= The Hive (website) =

Defunct clandestine chemistry forum

The Hive was a website that served as an information-sharing forum for individuals and groups interested in the practical synthesis, chemistry, biology, politics, and legal aspects of mind or body-altering drugs. Participants ranged from pure theorists to self-declared organized crime chemists as well as forensic chemists, who used the Hive to keep abreast of developments in clandestine chemistry. At its peak, the Hive had thousands of participants from all over the world.

== History ==

Although it had been in operation since 1997, The Hive gained broader awareness in 2001 when a Dateline NBC special "The 'X' Files" aired. This investigation into the use and production of MDMA featured the Hive and its founder, who operated under the pseudonym 'Strike' (Hobart Huson). Strike was the founder and site designer of the Hive as well as the author of several popular books (Total Synthesis I and II, and Sources) instructing readers how to synthesize a variety of amphetamines (specifically MDMA), obtain equipment and chemicals, and avoid prosecution. He remained anonymous until Dateline's investigation and interviews revealed that Hobart Huson (owner of the Strike-recommended laboratory supplier "Science Alliance") was the man behind Strike. The NBC program showed Huson/Strike at his office/chemical warehouse, complete with a stuffed bee sitting by his computer. The program led to Huson's arrest and imprisonment, but also spurred the site's growth. A person by the username 'Rhodium' and a small group of dedicated individuals actually ran the Hive and its sister site Rhodium.ws for most of the sites' lifespans.

While The Hive was a public forum for asking questions and exchanging information, Rhodium.ws hosted a collection of drug synthesis information in more condensed and organized form, much of it derived from messages posted on the Hive. It also had a large collection of articles from academic journals, plus considerable general-purpose information on practical chemistry. Rhodium's site was also taken offline shortly after the Hive. Most of the archive is hosted by Erowid. Scattered across the net are more than 1.73 gigabytes of files that were once part of Rhodium's archive.

The Hive was closed in 2004 due to hosting issues. In 2015 the site was made accessible again as a complete archive at Erowid, but the forum pages however are now broken as of late 2016. The Hive now has a successor, "Thevespiary", which hosts a multitude of drug-related articles, synthesis guides, and drug-related news as well as pharmaceutical information.
----------
How to complete this task – According to the article on The Hive, in what year was the forum closed, and for what reason?

Saved entries –
----------
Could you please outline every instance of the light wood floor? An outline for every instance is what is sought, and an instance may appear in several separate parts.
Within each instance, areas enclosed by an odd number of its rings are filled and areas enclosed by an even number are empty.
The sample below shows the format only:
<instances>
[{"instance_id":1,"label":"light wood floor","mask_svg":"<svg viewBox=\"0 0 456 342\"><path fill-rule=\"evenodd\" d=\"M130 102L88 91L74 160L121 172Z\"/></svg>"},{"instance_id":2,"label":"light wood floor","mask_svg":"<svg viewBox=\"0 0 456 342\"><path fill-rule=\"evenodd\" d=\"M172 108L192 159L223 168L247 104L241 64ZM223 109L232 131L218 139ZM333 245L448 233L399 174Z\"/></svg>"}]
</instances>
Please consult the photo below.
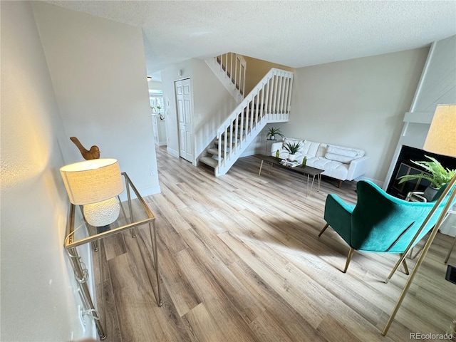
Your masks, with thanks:
<instances>
[{"instance_id":1,"label":"light wood floor","mask_svg":"<svg viewBox=\"0 0 456 342\"><path fill-rule=\"evenodd\" d=\"M439 233L380 335L406 281L400 268L383 282L396 256L355 252L343 274L347 245L331 228L317 236L327 194L354 202L354 182L338 189L323 178L306 197L301 175L276 167L258 177L261 156L216 178L165 147L157 154L162 193L145 199L157 217L164 304L135 241L111 237L103 258L106 341L399 342L445 333L456 317L456 285L444 279L452 238ZM150 244L148 229L138 237Z\"/></svg>"}]
</instances>

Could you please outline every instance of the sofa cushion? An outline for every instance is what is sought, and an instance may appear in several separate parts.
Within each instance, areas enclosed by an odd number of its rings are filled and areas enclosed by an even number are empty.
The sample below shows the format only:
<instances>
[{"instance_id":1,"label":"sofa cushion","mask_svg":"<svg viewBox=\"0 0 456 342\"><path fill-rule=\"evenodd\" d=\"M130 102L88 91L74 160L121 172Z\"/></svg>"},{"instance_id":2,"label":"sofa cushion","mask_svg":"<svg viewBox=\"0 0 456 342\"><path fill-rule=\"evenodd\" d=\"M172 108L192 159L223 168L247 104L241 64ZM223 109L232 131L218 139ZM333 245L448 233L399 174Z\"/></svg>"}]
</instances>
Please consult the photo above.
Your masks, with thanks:
<instances>
[{"instance_id":1,"label":"sofa cushion","mask_svg":"<svg viewBox=\"0 0 456 342\"><path fill-rule=\"evenodd\" d=\"M326 148L325 158L347 163L351 162L355 158L362 157L363 155L364 151L361 150L354 150L328 145Z\"/></svg>"},{"instance_id":2,"label":"sofa cushion","mask_svg":"<svg viewBox=\"0 0 456 342\"><path fill-rule=\"evenodd\" d=\"M300 139L294 139L292 138L286 138L285 139L284 139L284 149L285 149L285 146L286 146L286 144L290 143L291 145L293 144L296 144L298 142L299 142L299 149L298 150L298 153L301 153L301 154L306 154L304 152L304 142L306 140L301 140Z\"/></svg>"},{"instance_id":3,"label":"sofa cushion","mask_svg":"<svg viewBox=\"0 0 456 342\"><path fill-rule=\"evenodd\" d=\"M318 150L320 147L320 142L315 142L314 141L308 141L307 142L310 142L309 145L309 150L307 150L307 153L305 153L308 157L315 157L316 155L316 151Z\"/></svg>"}]
</instances>

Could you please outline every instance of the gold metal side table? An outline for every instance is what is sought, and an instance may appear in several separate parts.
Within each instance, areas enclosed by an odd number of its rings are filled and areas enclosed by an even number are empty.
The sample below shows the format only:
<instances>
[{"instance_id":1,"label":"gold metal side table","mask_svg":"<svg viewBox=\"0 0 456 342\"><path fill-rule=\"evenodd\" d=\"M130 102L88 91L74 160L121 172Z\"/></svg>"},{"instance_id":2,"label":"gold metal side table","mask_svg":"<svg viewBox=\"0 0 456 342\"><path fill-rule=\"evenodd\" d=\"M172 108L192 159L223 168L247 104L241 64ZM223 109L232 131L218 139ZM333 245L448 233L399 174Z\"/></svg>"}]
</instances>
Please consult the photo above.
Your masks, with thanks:
<instances>
[{"instance_id":1,"label":"gold metal side table","mask_svg":"<svg viewBox=\"0 0 456 342\"><path fill-rule=\"evenodd\" d=\"M120 204L120 214L116 221L110 224L109 226L103 227L95 227L89 224L84 220L86 225L86 231L82 233L75 234L75 209L76 206L73 204L70 206L70 212L68 214L68 219L67 222L66 234L65 239L65 249L67 251L67 255L74 271L74 274L76 280L80 284L81 290L82 293L82 299L84 301L84 305L86 306L86 310L91 313L95 321L95 324L100 336L100 339L104 339L106 337L105 331L105 321L103 318L105 315L101 316L100 311L95 308L93 304L93 301L90 295L89 287L87 284L88 279L88 273L83 263L81 261L81 257L78 254L78 247L85 244L91 243L95 252L98 252L98 249L103 250L103 239L107 237L120 233L122 232L130 230L133 237L135 237L135 235L138 235L138 227L142 225L148 224L149 232L150 234L150 243L152 247L152 264L155 271L155 281L152 280L153 276L151 275L150 271L148 269L145 261L145 252L141 248L138 239L136 239L138 249L140 250L144 266L146 269L149 281L152 287L157 304L161 306L163 304L162 300L161 289L160 284L160 272L158 270L158 260L157 260L157 229L155 228L155 217L153 215L147 204L145 203L139 192L131 182L125 172L123 172L122 175L125 178L125 189L127 201L125 202L120 202L120 197L118 197L119 202ZM133 191L136 198L132 199L131 191ZM125 207L128 207L128 211L125 212ZM82 207L81 207L82 212ZM78 235L78 237L76 237ZM80 237L83 235L83 237ZM100 271L101 273L101 279L103 279L103 267L101 266L102 256L100 255L98 260L100 261ZM154 283L156 283L154 284ZM103 286L100 286L102 299L102 308L104 310L104 295L103 295ZM102 322L103 321L103 322Z\"/></svg>"}]
</instances>

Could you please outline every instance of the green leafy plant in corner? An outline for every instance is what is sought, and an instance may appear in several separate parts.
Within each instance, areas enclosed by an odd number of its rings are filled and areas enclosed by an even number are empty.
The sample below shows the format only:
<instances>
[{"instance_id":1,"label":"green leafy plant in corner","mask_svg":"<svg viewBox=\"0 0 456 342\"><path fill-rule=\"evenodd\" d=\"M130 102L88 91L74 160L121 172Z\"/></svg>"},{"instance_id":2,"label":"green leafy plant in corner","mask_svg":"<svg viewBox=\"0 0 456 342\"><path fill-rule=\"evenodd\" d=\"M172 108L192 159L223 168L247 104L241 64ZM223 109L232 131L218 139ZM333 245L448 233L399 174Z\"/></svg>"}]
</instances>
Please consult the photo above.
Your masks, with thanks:
<instances>
[{"instance_id":1,"label":"green leafy plant in corner","mask_svg":"<svg viewBox=\"0 0 456 342\"><path fill-rule=\"evenodd\" d=\"M447 167L443 167L442 165L432 157L425 155L430 161L425 160L415 162L411 160L412 162L423 167L430 175L425 173L418 173L416 175L405 175L399 177L399 184L417 179L428 180L430 182L431 185L435 189L440 189L447 184L456 174L456 170L450 170Z\"/></svg>"},{"instance_id":2,"label":"green leafy plant in corner","mask_svg":"<svg viewBox=\"0 0 456 342\"><path fill-rule=\"evenodd\" d=\"M284 135L280 131L280 128L274 128L274 127L270 128L267 130L266 135L268 137L274 137L275 135L279 135L279 137L284 138Z\"/></svg>"},{"instance_id":3,"label":"green leafy plant in corner","mask_svg":"<svg viewBox=\"0 0 456 342\"><path fill-rule=\"evenodd\" d=\"M294 142L294 143L286 142L284 146L285 150L289 152L291 155L296 155L296 152L298 152L298 150L299 150L300 147L301 147L301 142Z\"/></svg>"}]
</instances>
----------
Task output – It was closed in 2004 due to hosting issues.